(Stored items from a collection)
======

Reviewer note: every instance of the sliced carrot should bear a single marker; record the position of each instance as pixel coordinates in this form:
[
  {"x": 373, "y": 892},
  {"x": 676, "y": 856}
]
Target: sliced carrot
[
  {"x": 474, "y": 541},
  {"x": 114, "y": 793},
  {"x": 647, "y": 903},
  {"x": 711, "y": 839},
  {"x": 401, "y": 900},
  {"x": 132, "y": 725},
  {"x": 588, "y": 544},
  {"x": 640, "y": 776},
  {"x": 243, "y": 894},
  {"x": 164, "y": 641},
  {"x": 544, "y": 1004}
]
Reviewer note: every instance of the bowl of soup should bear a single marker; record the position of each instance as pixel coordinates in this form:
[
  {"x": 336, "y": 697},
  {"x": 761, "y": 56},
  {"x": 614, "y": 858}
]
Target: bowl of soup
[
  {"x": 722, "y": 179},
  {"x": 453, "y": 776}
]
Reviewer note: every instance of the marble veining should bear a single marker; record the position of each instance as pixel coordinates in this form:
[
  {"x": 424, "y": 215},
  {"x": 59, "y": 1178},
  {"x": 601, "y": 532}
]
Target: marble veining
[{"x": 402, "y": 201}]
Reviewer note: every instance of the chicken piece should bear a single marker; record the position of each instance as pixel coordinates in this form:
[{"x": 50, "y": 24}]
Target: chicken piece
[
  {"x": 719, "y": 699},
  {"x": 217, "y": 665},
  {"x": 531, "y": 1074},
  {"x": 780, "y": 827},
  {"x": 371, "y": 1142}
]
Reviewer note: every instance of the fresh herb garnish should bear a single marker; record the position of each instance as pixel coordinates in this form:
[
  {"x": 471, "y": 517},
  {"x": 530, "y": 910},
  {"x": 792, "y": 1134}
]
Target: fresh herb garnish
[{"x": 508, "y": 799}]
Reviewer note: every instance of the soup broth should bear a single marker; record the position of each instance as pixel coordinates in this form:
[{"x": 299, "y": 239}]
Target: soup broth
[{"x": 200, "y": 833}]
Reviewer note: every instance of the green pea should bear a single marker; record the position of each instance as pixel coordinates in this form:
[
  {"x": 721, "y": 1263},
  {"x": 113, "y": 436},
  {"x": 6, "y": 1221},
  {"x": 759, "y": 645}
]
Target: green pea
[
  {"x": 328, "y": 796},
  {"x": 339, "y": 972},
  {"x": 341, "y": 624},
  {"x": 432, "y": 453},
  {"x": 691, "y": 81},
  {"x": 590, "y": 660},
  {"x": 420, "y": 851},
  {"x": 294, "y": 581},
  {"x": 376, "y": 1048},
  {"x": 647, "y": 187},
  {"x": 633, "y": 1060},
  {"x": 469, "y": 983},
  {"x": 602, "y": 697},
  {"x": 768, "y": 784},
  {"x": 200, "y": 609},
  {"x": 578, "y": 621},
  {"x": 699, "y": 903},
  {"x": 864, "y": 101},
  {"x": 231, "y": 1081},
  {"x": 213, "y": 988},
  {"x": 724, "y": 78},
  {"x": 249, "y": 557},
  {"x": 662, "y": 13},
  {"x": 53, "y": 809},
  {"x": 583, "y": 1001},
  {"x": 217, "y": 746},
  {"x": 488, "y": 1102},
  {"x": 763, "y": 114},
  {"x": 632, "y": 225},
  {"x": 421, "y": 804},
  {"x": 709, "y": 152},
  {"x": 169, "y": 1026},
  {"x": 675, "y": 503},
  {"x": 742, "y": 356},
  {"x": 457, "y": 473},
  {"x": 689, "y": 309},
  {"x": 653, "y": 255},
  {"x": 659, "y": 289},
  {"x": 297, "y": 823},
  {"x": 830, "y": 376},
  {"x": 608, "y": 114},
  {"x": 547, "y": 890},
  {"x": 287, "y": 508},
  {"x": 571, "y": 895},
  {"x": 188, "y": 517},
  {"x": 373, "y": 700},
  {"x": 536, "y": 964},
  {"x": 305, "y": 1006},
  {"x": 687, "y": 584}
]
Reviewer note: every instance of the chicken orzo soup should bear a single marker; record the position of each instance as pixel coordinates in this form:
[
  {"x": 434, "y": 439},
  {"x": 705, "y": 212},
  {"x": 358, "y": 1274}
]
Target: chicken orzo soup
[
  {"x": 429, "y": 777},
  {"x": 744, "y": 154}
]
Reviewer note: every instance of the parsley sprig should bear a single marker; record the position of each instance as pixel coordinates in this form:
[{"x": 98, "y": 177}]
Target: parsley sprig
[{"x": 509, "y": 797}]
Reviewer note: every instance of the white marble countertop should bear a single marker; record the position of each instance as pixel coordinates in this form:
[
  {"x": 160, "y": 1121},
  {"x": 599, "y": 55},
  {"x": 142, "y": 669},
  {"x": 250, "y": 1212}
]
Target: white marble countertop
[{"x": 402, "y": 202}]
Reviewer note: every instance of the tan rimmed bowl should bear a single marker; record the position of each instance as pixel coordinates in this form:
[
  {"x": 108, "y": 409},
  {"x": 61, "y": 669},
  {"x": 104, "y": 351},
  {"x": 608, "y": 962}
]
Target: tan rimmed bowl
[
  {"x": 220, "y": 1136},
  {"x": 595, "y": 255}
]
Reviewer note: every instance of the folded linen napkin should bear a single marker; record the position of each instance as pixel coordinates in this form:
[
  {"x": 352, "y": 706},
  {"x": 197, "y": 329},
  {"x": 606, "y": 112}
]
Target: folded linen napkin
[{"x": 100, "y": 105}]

======

What the exercise asks
Please give all of the entries again, exactly as written.

Solution to the exercise
Reviewer note: every instance of the sliced carrot should bear a single marker; record the position of each instance as pixel coordinates in this form:
[
  {"x": 373, "y": 892},
  {"x": 676, "y": 856}
]
Target: sliced carrot
[
  {"x": 474, "y": 541},
  {"x": 114, "y": 793},
  {"x": 647, "y": 903},
  {"x": 711, "y": 839},
  {"x": 401, "y": 900},
  {"x": 132, "y": 725},
  {"x": 588, "y": 544},
  {"x": 640, "y": 776},
  {"x": 243, "y": 894},
  {"x": 164, "y": 641},
  {"x": 544, "y": 1004}
]
Reviewer note: every instance of the bowl of soup should bear a single marker; record the position of each instance as pixel coordinates in this form:
[
  {"x": 336, "y": 697},
  {"x": 761, "y": 56},
  {"x": 614, "y": 858}
]
Target: bowl of soup
[
  {"x": 722, "y": 179},
  {"x": 453, "y": 776}
]
Reviewer note: every instance of the marble veining should bear a single marker; record the position of each instance as pixel coordinates in this form:
[
  {"x": 424, "y": 215},
  {"x": 59, "y": 1178},
  {"x": 601, "y": 532}
]
Target: marble veining
[{"x": 402, "y": 201}]
Reviewer note: every instance of the chicken piece should bear a single marker; record the position of each instance as pixel coordinates in this form:
[{"x": 50, "y": 24}]
Target: chicken piece
[
  {"x": 719, "y": 699},
  {"x": 217, "y": 665},
  {"x": 531, "y": 1074},
  {"x": 780, "y": 827},
  {"x": 371, "y": 1142}
]
Reviewer note: every instance of the fresh herb garnish should bear a single marker; record the position of each instance as pixel coordinates in this form:
[
  {"x": 471, "y": 517},
  {"x": 530, "y": 910},
  {"x": 792, "y": 1134}
]
Target: fresh herb garnish
[{"x": 508, "y": 799}]
Reviewer note: every instance of the soup broth should bear a single marker; record the position of each instance as pixel coordinates in this form:
[{"x": 299, "y": 239}]
Target: soup broth
[{"x": 200, "y": 833}]
Reviewer note: every instance of the green pea should bear a single marker; record the position of each instance as pixel coordinates in this form:
[
  {"x": 721, "y": 1263},
  {"x": 113, "y": 436},
  {"x": 6, "y": 1221},
  {"x": 759, "y": 645}
]
Target: green pea
[
  {"x": 328, "y": 796},
  {"x": 339, "y": 972},
  {"x": 341, "y": 624},
  {"x": 432, "y": 453},
  {"x": 691, "y": 81},
  {"x": 590, "y": 660},
  {"x": 420, "y": 851},
  {"x": 294, "y": 581},
  {"x": 376, "y": 1048},
  {"x": 647, "y": 187},
  {"x": 633, "y": 1060},
  {"x": 469, "y": 983},
  {"x": 602, "y": 697},
  {"x": 768, "y": 784},
  {"x": 200, "y": 609},
  {"x": 578, "y": 621},
  {"x": 699, "y": 903},
  {"x": 864, "y": 101},
  {"x": 231, "y": 1081},
  {"x": 213, "y": 988},
  {"x": 724, "y": 78},
  {"x": 249, "y": 557},
  {"x": 662, "y": 13},
  {"x": 53, "y": 809},
  {"x": 583, "y": 1001},
  {"x": 217, "y": 746},
  {"x": 488, "y": 1102},
  {"x": 763, "y": 114},
  {"x": 632, "y": 225},
  {"x": 421, "y": 804},
  {"x": 709, "y": 152},
  {"x": 169, "y": 1026},
  {"x": 675, "y": 503},
  {"x": 742, "y": 356},
  {"x": 457, "y": 473},
  {"x": 689, "y": 309},
  {"x": 653, "y": 255},
  {"x": 659, "y": 289},
  {"x": 297, "y": 823},
  {"x": 830, "y": 376},
  {"x": 608, "y": 114},
  {"x": 547, "y": 890},
  {"x": 287, "y": 508},
  {"x": 571, "y": 895},
  {"x": 188, "y": 517},
  {"x": 373, "y": 700},
  {"x": 536, "y": 964},
  {"x": 305, "y": 1006},
  {"x": 687, "y": 584}
]
Reviewer note: every instance of the chicken orzo soup should bear a single marker; record the position of each instance as pixel coordinates in this form:
[
  {"x": 434, "y": 439},
  {"x": 705, "y": 212},
  {"x": 358, "y": 1274}
]
Target: chicken orzo soup
[
  {"x": 429, "y": 777},
  {"x": 744, "y": 154}
]
Reviewer note: every instance of the parsley sprig should bear a single marker; record the position of each instance as pixel coordinates in this form:
[{"x": 98, "y": 177}]
Target: parsley sprig
[{"x": 509, "y": 797}]
Reviewer note: every instance of the white marble countertop should bear a single marker; record the position of each instance as pixel coordinates in this form:
[
  {"x": 160, "y": 1121},
  {"x": 599, "y": 55},
  {"x": 142, "y": 669},
  {"x": 250, "y": 1212}
]
Target: white marble countertop
[{"x": 402, "y": 202}]
Reviewer note: every instance of the tan rimmed bowl should bear a single marker; record the position of each instance as pixel coordinates in this form:
[
  {"x": 108, "y": 409},
  {"x": 61, "y": 669},
  {"x": 104, "y": 351},
  {"x": 608, "y": 962}
]
Target: tan rimmed bowl
[
  {"x": 220, "y": 1136},
  {"x": 595, "y": 255}
]
Reviewer note: every instance of the folded linen napkin should bear a single marker; record the position of each instance as pixel coordinates in this form:
[
  {"x": 352, "y": 706},
  {"x": 197, "y": 329},
  {"x": 606, "y": 112}
]
Target: folded linen napkin
[{"x": 100, "y": 105}]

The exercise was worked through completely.